**What to work on**
Reproduce each record below in full, word for word, without images.

**Data to examine**
┄┄┄┄┄┄┄┄┄┄
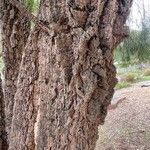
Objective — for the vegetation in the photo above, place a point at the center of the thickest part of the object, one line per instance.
(126, 79)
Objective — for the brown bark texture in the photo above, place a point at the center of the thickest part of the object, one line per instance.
(3, 135)
(67, 77)
(15, 31)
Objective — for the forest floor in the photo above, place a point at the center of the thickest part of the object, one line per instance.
(128, 126)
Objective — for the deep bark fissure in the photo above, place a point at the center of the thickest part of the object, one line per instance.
(15, 32)
(75, 76)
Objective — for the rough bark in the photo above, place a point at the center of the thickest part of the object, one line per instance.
(67, 77)
(15, 33)
(3, 135)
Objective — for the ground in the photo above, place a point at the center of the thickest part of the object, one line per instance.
(128, 126)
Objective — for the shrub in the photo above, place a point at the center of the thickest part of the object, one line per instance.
(146, 72)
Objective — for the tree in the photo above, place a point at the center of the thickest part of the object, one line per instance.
(15, 30)
(67, 77)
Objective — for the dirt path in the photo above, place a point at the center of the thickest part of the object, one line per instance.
(128, 126)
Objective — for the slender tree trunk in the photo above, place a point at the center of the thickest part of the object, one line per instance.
(15, 33)
(67, 76)
(3, 135)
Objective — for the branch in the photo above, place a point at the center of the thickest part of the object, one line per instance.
(29, 15)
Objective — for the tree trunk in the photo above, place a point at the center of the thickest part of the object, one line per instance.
(3, 135)
(15, 33)
(67, 76)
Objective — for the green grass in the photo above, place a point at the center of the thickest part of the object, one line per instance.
(130, 77)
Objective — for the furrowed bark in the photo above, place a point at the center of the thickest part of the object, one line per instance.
(73, 73)
(3, 135)
(15, 31)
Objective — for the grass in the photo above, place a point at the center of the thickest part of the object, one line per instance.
(130, 77)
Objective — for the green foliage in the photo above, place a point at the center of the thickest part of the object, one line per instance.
(134, 49)
(146, 72)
┄┄┄┄┄┄┄┄┄┄
**Answer box**
Objective — for the vegetation in the photo above, place a point at the center of the thickest part of the object, one line per instance.
(126, 79)
Objective — for the brown bark texture in the photo above, place a point at the center of the thickest part of the object, one line per instance.
(3, 135)
(67, 77)
(15, 31)
Objective — for the forest floor in the photo above, place a point at the center of the thickest part of the object, one line per instance.
(128, 126)
Objective — for the deep bark fissure in the photo above, place a point at the center of the thickest part of the object, one line per instance.
(15, 32)
(75, 76)
Objective — for the rough bark in the photo above, place a point at the center of the thickest part of the object, one line per instance.
(67, 77)
(15, 33)
(3, 135)
Objective — for the ground in the photo above, place a point at the center of the thickest part of the object, one line per instance.
(128, 126)
Objective — for the shrub in the photo above, place a point at the center of the thickest part of the object, one line per instance.
(146, 72)
Objective — for the tree in the photo above, place a point at the center of the thickest part of the object, one line per instance.
(15, 30)
(67, 77)
Objective — for the dirt path in the photo above, place a point at the center of the thickest part of the object, one line per instance.
(128, 126)
Objective — for the slender tree trunk in the photo above, place a point at the center of the thickest part of the object, one line per instance.
(15, 33)
(67, 76)
(3, 135)
Objective — for the branch in the photo above, place a point at the center of the thickest part of the object, one line per instance.
(29, 15)
Objective — for the tree trunk in the photo above, place a point at the center of the thickest part of the object, one line per instance.
(3, 135)
(15, 33)
(67, 76)
Objective — for the green grass in the photo above, place a point at the center of the thickest part of the object, one line per instance.
(130, 77)
Objective — for the furrowed bark in the photo above, place a point at the center of the thickest part of the object, one line per instance.
(73, 73)
(3, 135)
(15, 31)
Objective — for the grass in the photo above, place a point at the center of the thickest part of the object, one line per instance.
(130, 77)
Objective — for the green foliage in the photo above, place a point at the center of the thickest part of the object, one line per instance.
(134, 49)
(146, 72)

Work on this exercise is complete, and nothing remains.